[Compiti da svolgere]
A - Come si traduce in inglese questa frase del brano sul M5S a Roma: «Bisognerebbe rendersi conto che l’opinione pubblica non è costituita da sprovveduti.»?
B - Puoi proseguire il brano sul M5S a Roma oltre la sua ultima frase?

[Brano da leggere]
###
Tutti fenomeni già visti in altre loro esperienze di governo municipale, come a Parma e Livorno, ma che nel caso di Roma assumono proporzioni gigantesche, non solo perché si tratta della capitale ma perché questa viene (veniva?) considerata la palestra grazie alla quale i grillini dovrebbero (avrebbero dovuto?) dimostrare di essere in grado di guidare nientemeno che il Paese. Se questi sono i presupposti, non vi sono neanche le basi di partenza. I problemi infatti sono di diverso ordine. C’è un rapporto con la verità piuttosto distorto, per usare un eufemismo. 


Qualcosa con cui i politici giocano sempre ma che nel caso del duetto dell’altro ieri Raggi-Muraro, raramente ha raggiunto tali vette di ambiguità da un lato e di improvvisazione dall’altro. Fino alla motivazione, avanzata dall’assessore Muraro, di non aver ricevuto alcun avviso di garanzia, che nel caso, come è stato ben spiegato ieri su queste colonne, non era necessario. Bisognerebbe rendersi conto che l’opinione pubblica non è costituita da sprovveduti. Il secondo problema è quello dell’ideologia stessa che il movimento si è dato, e che ha contributo a costruirne la fortuna. Il M5S è cresciuto accusando i politici, tutti i politici, di ogni nefandezza, a cominciare da quella di mentire agli italiani. E pretendendo dimissioni immediate da chiunque fosse anche solo un po’ discusso, ben prima di ricevere un avviso di garanzia.
###
[Righe estratte]
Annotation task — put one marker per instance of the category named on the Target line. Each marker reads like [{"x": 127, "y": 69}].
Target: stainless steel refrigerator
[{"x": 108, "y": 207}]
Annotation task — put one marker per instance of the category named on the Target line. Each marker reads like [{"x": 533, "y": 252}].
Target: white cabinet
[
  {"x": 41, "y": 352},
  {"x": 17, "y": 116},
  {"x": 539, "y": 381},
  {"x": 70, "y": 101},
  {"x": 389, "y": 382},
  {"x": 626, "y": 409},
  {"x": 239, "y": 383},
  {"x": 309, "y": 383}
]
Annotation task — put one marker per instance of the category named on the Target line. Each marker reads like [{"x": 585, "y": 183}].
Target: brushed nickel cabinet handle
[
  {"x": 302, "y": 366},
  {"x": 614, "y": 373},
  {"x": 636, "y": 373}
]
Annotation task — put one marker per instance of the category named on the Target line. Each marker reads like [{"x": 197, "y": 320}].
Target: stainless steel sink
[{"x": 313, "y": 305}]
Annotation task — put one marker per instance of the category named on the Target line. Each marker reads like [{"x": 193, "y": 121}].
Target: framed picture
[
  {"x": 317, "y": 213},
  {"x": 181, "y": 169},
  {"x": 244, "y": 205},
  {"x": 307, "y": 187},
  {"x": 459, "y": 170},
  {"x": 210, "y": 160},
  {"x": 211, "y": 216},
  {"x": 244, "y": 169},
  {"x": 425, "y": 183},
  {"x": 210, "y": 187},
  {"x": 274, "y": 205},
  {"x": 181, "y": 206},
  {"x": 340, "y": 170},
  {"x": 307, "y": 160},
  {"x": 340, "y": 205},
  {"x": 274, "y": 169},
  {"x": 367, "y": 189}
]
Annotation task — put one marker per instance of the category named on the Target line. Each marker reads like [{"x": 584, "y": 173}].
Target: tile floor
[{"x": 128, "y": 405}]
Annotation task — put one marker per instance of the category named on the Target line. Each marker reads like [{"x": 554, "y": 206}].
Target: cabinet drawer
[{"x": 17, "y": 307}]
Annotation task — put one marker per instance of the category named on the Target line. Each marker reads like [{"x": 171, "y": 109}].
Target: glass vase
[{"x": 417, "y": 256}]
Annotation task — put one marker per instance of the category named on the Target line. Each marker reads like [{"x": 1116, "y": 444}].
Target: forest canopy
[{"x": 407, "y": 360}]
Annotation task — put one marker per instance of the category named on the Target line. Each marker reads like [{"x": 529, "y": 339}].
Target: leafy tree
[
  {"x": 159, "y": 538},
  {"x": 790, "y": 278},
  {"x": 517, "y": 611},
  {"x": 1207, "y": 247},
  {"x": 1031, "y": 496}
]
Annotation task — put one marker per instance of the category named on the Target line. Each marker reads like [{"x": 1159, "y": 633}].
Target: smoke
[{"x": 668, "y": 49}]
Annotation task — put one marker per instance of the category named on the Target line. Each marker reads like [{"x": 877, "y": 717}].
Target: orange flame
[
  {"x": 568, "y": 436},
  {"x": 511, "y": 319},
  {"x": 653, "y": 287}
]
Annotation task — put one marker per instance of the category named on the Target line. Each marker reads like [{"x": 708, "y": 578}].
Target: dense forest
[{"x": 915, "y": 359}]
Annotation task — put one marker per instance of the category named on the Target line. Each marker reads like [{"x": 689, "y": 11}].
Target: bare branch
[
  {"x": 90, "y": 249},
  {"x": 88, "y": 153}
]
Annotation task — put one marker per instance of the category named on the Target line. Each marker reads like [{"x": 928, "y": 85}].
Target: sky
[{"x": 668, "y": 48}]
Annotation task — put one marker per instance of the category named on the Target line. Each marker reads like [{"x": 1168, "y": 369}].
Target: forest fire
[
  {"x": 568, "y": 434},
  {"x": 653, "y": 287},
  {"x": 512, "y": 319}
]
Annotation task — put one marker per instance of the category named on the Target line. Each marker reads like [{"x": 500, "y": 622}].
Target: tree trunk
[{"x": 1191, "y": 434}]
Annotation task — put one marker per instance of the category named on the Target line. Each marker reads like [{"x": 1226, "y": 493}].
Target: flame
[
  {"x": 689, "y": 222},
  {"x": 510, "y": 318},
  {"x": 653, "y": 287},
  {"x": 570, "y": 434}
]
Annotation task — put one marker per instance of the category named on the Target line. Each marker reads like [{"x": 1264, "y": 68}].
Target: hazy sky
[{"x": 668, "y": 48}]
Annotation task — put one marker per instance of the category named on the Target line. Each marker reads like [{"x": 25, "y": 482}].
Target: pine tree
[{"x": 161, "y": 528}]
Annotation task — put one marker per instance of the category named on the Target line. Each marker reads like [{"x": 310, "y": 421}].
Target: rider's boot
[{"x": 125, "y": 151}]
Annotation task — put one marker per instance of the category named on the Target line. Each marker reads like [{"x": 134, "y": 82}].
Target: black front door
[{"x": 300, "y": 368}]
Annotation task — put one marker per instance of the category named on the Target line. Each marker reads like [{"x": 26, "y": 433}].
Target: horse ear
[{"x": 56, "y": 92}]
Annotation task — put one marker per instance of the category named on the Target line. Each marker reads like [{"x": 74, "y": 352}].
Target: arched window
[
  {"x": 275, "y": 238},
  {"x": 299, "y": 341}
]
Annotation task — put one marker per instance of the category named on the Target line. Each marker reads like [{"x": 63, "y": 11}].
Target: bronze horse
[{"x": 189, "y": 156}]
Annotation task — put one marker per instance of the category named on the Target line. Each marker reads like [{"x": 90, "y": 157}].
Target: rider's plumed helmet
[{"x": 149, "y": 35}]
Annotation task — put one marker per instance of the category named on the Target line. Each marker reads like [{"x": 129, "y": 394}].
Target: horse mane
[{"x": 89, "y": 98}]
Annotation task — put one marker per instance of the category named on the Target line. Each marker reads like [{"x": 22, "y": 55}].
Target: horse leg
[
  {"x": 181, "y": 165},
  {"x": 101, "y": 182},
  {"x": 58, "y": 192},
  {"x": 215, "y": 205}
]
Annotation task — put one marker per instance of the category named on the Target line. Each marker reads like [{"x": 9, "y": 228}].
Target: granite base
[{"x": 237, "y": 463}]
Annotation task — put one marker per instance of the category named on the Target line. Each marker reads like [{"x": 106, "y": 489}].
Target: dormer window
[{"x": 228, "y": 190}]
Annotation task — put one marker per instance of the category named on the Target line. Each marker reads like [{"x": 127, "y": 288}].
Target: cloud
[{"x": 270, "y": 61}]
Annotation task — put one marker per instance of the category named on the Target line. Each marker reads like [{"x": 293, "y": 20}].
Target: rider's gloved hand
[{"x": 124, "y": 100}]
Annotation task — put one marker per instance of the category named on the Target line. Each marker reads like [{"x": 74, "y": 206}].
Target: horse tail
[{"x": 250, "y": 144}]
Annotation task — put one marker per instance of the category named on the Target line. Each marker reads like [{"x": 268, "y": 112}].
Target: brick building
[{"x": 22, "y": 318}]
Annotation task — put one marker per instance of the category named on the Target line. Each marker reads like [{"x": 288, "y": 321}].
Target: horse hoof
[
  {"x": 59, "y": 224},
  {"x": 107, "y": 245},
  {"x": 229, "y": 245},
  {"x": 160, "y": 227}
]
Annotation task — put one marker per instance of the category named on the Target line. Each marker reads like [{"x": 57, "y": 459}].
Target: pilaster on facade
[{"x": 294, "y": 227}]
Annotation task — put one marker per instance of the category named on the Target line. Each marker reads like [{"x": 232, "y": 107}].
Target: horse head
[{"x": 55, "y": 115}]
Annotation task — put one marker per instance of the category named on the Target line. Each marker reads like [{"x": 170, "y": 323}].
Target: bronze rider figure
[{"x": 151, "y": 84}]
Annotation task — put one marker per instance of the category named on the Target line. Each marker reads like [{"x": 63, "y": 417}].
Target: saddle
###
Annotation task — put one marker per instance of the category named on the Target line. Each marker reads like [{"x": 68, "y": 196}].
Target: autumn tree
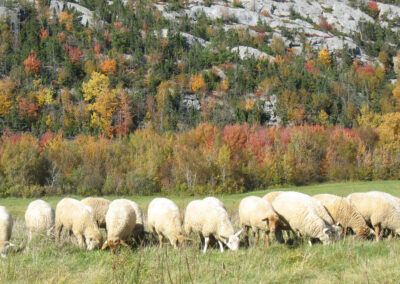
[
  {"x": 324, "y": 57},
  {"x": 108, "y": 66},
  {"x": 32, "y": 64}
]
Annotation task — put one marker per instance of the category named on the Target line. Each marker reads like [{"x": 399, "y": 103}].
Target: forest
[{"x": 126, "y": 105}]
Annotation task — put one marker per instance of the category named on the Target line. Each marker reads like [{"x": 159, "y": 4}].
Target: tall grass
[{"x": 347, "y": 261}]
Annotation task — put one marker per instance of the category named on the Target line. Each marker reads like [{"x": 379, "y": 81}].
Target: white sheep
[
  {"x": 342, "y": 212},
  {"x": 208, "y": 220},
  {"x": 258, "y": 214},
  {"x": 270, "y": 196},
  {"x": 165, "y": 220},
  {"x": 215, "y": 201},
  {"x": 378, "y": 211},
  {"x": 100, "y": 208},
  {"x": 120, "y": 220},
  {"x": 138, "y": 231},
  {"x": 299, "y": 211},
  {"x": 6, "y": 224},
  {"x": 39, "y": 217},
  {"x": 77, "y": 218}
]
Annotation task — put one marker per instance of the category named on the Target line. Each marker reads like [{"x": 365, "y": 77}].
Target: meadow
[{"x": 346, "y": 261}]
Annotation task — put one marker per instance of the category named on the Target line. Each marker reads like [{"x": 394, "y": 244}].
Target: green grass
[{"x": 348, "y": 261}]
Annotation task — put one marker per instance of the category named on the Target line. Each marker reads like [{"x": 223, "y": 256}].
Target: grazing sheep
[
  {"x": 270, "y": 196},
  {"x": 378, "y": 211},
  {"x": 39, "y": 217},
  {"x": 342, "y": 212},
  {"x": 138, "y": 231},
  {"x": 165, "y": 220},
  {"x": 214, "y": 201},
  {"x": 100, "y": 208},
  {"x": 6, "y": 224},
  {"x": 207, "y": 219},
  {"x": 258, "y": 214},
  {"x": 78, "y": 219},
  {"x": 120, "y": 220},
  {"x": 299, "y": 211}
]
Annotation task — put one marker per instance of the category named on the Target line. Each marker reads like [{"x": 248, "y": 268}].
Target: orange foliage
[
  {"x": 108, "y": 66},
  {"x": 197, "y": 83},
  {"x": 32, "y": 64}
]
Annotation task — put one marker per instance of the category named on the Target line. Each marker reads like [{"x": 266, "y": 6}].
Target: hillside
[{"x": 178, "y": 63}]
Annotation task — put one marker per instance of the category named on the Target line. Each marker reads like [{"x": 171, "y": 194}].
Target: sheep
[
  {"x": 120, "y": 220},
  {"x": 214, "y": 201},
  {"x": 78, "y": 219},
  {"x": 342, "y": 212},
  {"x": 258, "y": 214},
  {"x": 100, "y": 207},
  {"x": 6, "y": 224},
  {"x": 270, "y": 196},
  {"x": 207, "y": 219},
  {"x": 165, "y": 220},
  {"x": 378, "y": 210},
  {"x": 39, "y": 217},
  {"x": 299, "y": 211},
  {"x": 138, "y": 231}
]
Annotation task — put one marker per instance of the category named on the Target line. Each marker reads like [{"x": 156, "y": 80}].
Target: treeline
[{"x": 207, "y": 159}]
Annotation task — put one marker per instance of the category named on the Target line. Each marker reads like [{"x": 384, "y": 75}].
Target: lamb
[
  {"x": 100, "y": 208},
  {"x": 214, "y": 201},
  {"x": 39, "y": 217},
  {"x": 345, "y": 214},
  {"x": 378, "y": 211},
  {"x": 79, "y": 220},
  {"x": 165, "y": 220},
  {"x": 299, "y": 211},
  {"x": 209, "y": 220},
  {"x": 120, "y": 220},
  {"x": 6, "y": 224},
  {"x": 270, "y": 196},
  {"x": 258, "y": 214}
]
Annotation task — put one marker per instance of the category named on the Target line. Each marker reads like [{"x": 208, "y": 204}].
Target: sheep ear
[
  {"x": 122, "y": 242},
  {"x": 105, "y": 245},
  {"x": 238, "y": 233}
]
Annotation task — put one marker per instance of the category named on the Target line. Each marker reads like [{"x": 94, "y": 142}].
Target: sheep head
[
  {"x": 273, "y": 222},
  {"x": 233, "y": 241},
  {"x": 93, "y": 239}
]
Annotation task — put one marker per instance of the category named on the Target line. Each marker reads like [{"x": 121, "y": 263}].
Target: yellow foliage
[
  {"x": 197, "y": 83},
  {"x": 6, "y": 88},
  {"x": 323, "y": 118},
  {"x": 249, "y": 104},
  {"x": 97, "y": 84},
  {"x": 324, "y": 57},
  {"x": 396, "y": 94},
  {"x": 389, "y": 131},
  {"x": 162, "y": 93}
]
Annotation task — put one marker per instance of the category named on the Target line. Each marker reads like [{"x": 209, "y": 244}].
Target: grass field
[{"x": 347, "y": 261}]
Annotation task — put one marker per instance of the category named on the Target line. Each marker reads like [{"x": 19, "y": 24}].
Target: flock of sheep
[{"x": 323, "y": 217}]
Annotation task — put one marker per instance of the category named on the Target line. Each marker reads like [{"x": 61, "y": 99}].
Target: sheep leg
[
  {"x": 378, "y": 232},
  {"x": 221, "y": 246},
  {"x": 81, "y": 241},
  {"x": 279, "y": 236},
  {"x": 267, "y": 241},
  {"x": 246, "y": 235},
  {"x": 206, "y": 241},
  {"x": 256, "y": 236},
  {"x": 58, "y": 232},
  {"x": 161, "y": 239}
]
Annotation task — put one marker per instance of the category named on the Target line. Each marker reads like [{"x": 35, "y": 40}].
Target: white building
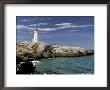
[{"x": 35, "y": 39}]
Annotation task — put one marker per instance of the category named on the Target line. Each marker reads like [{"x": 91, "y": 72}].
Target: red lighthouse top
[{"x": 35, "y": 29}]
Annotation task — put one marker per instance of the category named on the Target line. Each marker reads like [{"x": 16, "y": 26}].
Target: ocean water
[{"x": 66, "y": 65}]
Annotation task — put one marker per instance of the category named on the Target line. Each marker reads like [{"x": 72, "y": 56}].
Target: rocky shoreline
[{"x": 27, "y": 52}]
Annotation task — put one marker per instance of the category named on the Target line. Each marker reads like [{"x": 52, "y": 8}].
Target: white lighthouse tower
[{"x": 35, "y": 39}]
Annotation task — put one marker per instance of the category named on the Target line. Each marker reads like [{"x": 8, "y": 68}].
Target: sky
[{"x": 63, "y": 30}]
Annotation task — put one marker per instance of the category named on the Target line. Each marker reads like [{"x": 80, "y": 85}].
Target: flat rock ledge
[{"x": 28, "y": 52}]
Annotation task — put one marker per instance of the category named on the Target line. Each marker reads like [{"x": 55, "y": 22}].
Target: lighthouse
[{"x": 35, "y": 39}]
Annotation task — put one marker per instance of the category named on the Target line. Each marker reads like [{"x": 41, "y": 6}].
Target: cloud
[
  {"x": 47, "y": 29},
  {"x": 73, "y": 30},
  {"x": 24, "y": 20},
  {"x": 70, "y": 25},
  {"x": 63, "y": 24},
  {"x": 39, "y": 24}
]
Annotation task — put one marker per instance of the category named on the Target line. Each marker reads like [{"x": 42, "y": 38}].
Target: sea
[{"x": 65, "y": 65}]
###
[Risposte per compito]
A - One ought to realize that public opinion is not made up of naive people.

B -
Una scala di valori che almeno Raggi, se non lo stesso Direttorio, non sembrano però voler applicare a loro stessi, almeno in questa vicenda. Non a caso, il sindaco di Parma Pizzarotti, di cui la stessa Reggi chiese a suo tempo le dimissioni, ha giustamente denunciato due pesi e due misure. In ogni movimento politico v’è uno scostamento tra la retorica di opposizione e quella di governo, quando il movimento vi arriva. Eppure raramente il divario è apparso in maniera così eclatante, e prima ancora che l’iniziativa di governo locale sia cominciata - la giunta non ha pressoché ancora prodotto nulla. Il terzo, e più grave problema, è il rapporto di forze interno al M5S e l‘autonomia della sindaca di Roma. Raggi ha dichiarato di aver informato Di Maio dell’indagine su Muraro, ma Di Maio e anche Grillo hanno negato.

Chi ha ragione? Delle due l’una, o i 5 Stelle sono un movimento omertoso che non trasmette all’esterno notizie così importanti oppure di Maio ha taciuto e non ha fatto nulla perché le cose andassero diversamente. Inoltre il Direttorio ha chiesto le dimissioni dell’assessore all’ambiente Muraro, la cacciata di Marra, vice capo di gabinetto, e di Romeo, capo della segreteria politica, e anche la defenestrazione dell’assessore al Bilancio, De Dominicis, per le sue gaffe e i legami con lo studio Sammarco.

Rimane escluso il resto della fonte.